*Список заданий*:
a - Переведите на английский язык предложение из фрагмента текста ниже: «Только после этого Генеральный штаб начинал детально прорабатывать предстоящую операцию.»
b - Пожалуйста, извлеките дословно из фрагмента текста ниже отрывок, начиная со слов «Сталин в сердцах: Вечно» и далее вплоть до слов «веры маршала Шапошникова.».

--- Фрагмент текста ---

Отец: Мне ничего не нужно. У меня всё есть.
Сталин в сердцах: Вечно ему ничего не нужно».
Недавно стал известен ещё более удивительный случай. Невестка маршала С.А. Славинская рассказала, как после совещания Сталин спросил Шапошникова: «Ну что Борис Михайлович, будем молиться за Россию?» Видимо, ему доложили, что начштаба, будучи коммунистом, носит ладанку и молится. Борис Михайлович действительно не снимал фамильную ладанку с образами и ежедневно молился за русский народ и о даровании России победы. Такое «вскрытие религиозности на высшем уровне» звучало дозволением и даже своеобразной поддержкой твёрдости веры маршала Шапошникова.
Самые важные вопросы стратегического планирования обсуждались предварительно в Ставке в узком кругу лиц — И.В. Сталин, Б.М. Шапошников, Г.К. Жуков, А.М. Василевский, Н.Г. Кузнецов. Обычно сначала намечали принципиальное решение, которое затем рассматривалось Центральным комитетом партии или Государственным Комитетом Обороны. Только после этого Генеральный штаб начинал детально прорабатывать предстоящую операцию. На этой стадии к стратегическому планированию привлекались командующие фронтами и специалисты: начальник тыла Л.В. Хрулёв, командующий артиллерией Красной армии Н.Н. Воронов, командующий авиацией Л.А. Новиков, командующий бронетанковыми войсками Я.Н. Федоренко.

--- Выдержка из данных ---

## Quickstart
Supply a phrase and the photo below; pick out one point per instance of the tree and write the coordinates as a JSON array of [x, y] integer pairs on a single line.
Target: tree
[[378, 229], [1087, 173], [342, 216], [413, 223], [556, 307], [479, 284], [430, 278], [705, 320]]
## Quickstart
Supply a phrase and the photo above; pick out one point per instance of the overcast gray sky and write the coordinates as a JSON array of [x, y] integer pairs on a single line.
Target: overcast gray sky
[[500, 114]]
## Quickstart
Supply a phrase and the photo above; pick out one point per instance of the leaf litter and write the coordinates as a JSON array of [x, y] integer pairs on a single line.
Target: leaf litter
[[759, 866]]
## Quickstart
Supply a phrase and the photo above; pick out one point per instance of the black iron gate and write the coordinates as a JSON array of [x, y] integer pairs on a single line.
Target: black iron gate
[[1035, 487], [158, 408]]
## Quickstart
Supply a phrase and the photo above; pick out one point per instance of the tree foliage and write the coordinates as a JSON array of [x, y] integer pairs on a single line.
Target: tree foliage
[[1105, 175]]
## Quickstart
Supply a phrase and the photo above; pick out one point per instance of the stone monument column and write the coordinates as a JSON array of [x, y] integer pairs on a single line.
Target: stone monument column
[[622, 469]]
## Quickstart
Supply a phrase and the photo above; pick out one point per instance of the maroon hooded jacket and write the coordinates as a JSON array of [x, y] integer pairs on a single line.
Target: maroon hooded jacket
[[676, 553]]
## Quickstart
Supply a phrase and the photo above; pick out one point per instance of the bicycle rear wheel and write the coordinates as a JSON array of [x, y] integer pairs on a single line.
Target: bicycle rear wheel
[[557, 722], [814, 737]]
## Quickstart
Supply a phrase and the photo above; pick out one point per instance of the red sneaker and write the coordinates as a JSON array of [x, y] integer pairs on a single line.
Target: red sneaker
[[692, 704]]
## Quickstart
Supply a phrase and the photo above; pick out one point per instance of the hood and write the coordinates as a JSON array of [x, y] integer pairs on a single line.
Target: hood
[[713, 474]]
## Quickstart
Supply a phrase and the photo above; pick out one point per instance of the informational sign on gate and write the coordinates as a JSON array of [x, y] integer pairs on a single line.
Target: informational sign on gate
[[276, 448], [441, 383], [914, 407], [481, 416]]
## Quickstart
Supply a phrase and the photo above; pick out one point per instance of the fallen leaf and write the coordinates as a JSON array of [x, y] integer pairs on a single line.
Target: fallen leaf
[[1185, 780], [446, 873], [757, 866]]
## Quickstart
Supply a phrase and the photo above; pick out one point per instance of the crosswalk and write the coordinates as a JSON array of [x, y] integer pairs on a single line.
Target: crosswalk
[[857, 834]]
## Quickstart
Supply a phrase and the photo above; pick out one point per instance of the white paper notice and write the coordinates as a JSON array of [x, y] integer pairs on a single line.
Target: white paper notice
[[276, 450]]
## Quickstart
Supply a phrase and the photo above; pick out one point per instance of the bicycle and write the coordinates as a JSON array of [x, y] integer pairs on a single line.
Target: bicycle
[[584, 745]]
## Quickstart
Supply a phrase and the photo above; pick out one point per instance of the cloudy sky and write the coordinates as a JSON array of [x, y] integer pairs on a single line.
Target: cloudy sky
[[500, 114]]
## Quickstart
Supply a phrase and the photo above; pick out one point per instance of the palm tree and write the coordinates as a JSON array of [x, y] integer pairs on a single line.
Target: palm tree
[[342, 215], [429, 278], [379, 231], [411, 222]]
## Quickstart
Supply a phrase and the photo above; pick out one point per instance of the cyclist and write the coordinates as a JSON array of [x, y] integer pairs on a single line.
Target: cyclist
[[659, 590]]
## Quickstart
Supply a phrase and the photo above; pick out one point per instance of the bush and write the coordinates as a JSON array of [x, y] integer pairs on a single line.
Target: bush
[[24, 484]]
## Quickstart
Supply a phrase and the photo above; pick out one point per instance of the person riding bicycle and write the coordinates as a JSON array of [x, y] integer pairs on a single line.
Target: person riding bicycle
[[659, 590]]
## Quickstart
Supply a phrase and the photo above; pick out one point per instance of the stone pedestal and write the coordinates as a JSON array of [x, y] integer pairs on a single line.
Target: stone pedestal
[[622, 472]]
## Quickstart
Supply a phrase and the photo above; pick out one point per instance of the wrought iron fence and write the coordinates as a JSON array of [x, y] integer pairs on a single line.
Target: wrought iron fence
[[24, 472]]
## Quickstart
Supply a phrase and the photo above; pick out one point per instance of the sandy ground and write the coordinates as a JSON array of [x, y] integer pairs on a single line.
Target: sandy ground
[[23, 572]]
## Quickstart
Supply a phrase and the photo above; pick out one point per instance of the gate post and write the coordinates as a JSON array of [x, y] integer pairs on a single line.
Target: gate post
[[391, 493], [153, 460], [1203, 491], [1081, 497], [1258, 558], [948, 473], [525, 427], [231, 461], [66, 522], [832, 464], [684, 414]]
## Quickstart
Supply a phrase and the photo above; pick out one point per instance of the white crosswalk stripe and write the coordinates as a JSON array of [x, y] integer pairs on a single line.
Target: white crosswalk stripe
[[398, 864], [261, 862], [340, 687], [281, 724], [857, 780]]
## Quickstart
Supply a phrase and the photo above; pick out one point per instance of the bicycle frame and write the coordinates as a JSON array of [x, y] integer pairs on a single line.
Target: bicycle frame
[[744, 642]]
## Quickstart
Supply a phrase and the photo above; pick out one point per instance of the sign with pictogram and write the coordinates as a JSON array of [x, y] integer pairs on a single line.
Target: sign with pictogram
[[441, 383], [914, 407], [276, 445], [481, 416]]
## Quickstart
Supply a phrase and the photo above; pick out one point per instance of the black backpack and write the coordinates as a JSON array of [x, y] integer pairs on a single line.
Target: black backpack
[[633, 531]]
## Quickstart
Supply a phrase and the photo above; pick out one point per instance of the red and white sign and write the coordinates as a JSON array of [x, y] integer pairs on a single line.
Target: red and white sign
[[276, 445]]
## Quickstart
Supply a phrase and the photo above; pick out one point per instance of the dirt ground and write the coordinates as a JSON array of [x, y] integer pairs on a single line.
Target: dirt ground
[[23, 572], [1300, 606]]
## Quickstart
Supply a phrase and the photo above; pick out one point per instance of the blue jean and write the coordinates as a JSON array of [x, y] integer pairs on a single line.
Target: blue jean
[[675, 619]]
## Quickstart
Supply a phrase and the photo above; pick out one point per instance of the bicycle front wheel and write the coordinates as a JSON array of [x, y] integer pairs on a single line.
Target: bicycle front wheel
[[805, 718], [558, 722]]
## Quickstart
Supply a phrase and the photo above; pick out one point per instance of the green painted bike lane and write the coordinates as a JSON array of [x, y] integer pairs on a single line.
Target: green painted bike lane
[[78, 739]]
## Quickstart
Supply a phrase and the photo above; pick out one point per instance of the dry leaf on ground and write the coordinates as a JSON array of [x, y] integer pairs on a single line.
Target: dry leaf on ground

---

*Ответы*:
a - Only after this did the General Staff begin to work out the upcoming operation in detail.

b -
Сталин в сердцах: Вечно ему ничего не нужно».
Недавно стал известен ещё более удивительный случай. Невестка маршала С.А. Славинская рассказала, как после совещания Сталин спросил Шапошникова: «Ну что Борис Михайлович, будем молиться за Россию?» Видимо, ему доложили, что начштаба, будучи коммунистом, носит ладанку и молится. Борис Михайлович действительно не снимал фамильную ладанку с образами и ежедневно молился за русский народ и о даровании России победы. Такое «вскрытие религиозности на высшем уровне» звучало дозволением и даже своеобразной поддержкой твёрдости веры маршала Шапошникова.